### Given task A
From the Airflow question about dynamic task group mapping, reproduce the stretch from "Airflow Dynamic Task group" through "getting Attribute Error." word for word.
### Given task B
Resume the Airflow question about mapping dynamic task groups with XCom, writing on from its final line.

::: Selected excerpt :::

Airflow Dynamic Task group mapping with XCom and loop

I am trying to create Airflow dynamic tasks and task groups using XCom values returned by another dynamic task.
The sample code is given below. But I am getting Attribute Error.

Basically, there are 2 dictionaries [d1, d2] and there should be 2 task groups (1 for each).

Please provide suggestion on how to fix this.

from airflow.models import DAG
from airflow.utils.dates import days_ago
from airflow.operators.bash import BashOperator
from airflow.decorators import task
from airflow import XComArg
from airflow.utils.trigger_rule import TriggerRule
from airflow.utils.task_group import TaskGroup

def create_data(val):
    d1 = {"name": "Santanu", "city": val}
    d2 = {"name": "Ghosh", "city": val}
    return [d1, d2]

def display_data(dat, **kwargs):
    ti = kwargs["ti"]
    ti.xcom_push(key=f"{ti.task_id}_{ti.map_index}", value=dat)

::: Records :::

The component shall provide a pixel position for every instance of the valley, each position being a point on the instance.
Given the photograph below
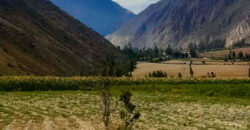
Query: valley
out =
(222, 69)
(94, 65)
(163, 104)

:::

### Expected answer A
Airflow Dynamic Task group mapping with XCom and loop

I am trying to create Airflow dynamic tasks and task groups using XCom values returned by another dynamic task.
The sample code is given below. But I am getting Attribute Error.

### Expected answer B
default_args = {
    'owner': 'Airflow',
    'start_date': days_ago(1),
    'depends_on_past': False,
    'email_on_failure': False,
    'email_on_retry': False,
    'retries': 1}

dag_name_id = 'af_233_demo_12'

with DAG(
) as dag:

    START = BashOperator(task_id="start", bash_command='echo "starting batch pipeline"', do_xcom_push=False)
    STOP = BashOperator(task_id="stop", bash_command='echo "stopping batch pipeline"', trigger_rule=TriggerRule.NONE_SKIPPED, do_xcom_push=False)

    with TaskGroup(group_id="file_process") as tg1:

    dd = XComArg("show_data")

    groups = []
    for d in dd:
        with TaskGroup(group_id=f"data_process_{d['name']}") as tg2:
            def print_data(v):

    START >> tg1 >> groups >> STOP

Hi @sanutopia, thanks for reaching out!

The best solution would be to create TaskGroups with expand() - however, it’s a work in progress (see this PR).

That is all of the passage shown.